To enable assertions in release builds, put UBSan in trap mode with
-fsanitize-trap
and then enable at least -fsanitize=unreachable
. In
theory this can also be done with -funreachable-traps
, but as of this
writing it’s been broken for the past few GCC releases.
Parameters and functions
No const
. It serves no practical role in optimization, and I cannot
recall an instance where it caught, or would have caught, a mistake. I
held out for awhile as prototype documentation, but on reflection I found
that good parameter names were sufficient. Dropping const
has made me
noticeably more productive by reducing cognitive load and eliminating
visual clutter. I now believe its inclusion in C was a costly mistake.
(One small exception: I still like it as a hint to place static tables in
read-only memory closer to the code. I’ll cast away the const
if needed.
This is only of minor importance.)

### Written task a:
Scale the part of the records that opens with the line containing "Query: wire fence" and runs to the end of the records, and write out every line of it, requests included. Multiply each point coordinate by 1.85 and round to a whole number, with halves rounding up.
The text and the records have nothing to do with each other.

### Dataset:
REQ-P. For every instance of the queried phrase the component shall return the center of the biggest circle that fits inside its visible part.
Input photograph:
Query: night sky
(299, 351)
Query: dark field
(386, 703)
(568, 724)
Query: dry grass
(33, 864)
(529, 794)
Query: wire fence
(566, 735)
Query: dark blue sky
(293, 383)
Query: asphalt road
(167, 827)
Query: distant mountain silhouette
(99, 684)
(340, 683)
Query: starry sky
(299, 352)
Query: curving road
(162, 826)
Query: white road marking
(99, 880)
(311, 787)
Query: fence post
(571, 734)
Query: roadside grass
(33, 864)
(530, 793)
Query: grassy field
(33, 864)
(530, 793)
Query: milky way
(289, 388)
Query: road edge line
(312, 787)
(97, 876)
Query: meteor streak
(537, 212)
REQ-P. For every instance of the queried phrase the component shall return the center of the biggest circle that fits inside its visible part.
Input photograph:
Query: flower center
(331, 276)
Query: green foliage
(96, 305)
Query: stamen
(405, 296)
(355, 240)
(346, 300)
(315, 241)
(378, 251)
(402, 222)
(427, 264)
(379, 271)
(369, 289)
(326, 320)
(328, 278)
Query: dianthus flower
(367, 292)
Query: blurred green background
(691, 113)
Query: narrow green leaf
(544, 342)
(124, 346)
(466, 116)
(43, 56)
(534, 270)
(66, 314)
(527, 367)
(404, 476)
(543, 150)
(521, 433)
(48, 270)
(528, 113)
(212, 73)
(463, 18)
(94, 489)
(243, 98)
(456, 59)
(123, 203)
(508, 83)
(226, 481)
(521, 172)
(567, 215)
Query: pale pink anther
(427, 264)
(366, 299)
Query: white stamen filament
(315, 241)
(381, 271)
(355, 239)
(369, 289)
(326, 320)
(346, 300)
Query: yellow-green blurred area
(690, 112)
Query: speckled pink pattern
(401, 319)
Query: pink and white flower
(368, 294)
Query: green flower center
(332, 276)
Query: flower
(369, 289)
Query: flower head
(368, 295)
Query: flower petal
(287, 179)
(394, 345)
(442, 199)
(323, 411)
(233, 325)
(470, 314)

### Written task b:
Repeat the text on C assertions and const word for word.

### Task response a:
Query: wire fence
(1047, 1360)
Query: dark blue sky
(542, 709)
Query: asphalt road
(309, 1530)
Query: distant mountain silhouette
(183, 1265)
(629, 1264)
Query: starry sky
(553, 651)
Query: curving road
(300, 1528)
Query: white road marking
(183, 1628)
(575, 1456)
Query: fence post
(1056, 1358)
Query: roadside grass
(61, 1598)
(981, 1467)
Query: grassy field
(61, 1598)
(981, 1467)
Query: milky way
(535, 718)
Query: road edge line
(577, 1456)
(179, 1621)
Query: meteor streak
(993, 392)
REQ-P. For every instance of the queried phrase the component shall return the center of the biggest circle that fits inside its visible part.
Input photograph:
Query: flower center
(612, 511)
Query: green foliage
(178, 564)
Query: stamen
(749, 548)
(657, 444)
(640, 555)
(583, 446)
(699, 464)
(744, 411)
(790, 488)
(701, 501)
(683, 535)
(603, 592)
(607, 514)
Query: dianthus flower
(679, 540)
Query: blurred green background
(1278, 209)
Query: narrow green leaf
(1006, 633)
(229, 640)
(862, 215)
(80, 104)
(988, 500)
(122, 581)
(975, 679)
(747, 881)
(1005, 278)
(964, 801)
(89, 500)
(977, 209)
(392, 135)
(857, 33)
(174, 905)
(450, 181)
(844, 109)
(228, 376)
(940, 154)
(418, 890)
(964, 318)
(1049, 398)
Query: pale pink anther
(790, 488)
(677, 553)
Query: white stamen filament
(583, 446)
(705, 501)
(657, 442)
(683, 535)
(603, 592)
(640, 555)
Query: yellow-green blurred area
(1277, 207)
Query: speckled pink pattern
(742, 590)
Query: pink and white flower
(681, 544)
Query: green flower center
(614, 511)
Query: flower
(683, 535)
Query: flower head
(681, 546)
Query: flower petal
(531, 331)
(729, 638)
(818, 368)
(598, 760)
(431, 601)
(870, 581)

### Task response b:
To enable assertions in release builds, put UBSan in trap mode with
-fsanitize-trap
and then enable at least -fsanitize=unreachable
. In
theory this can also be done with -funreachable-traps
, but as of this
writing it’s been broken for the past few GCC releases.
Parameters and functions
No const
. It serves no practical role in optimization, and I cannot
recall an instance where it caught, or would have caught, a mistake. I
held out for awhile as prototype documentation, but on reflection I found
that good parameter names were sufficient. Dropping const
has made me
noticeably more productive by reducing cognitive load and eliminating
visual clutter. I now believe its inclusion in C was a costly mistake.
(One small exception: I still like it as a hint to place static tables in
read-only memory closer to the code. I’ll cast away the const
if needed.
This is only of minor importance.)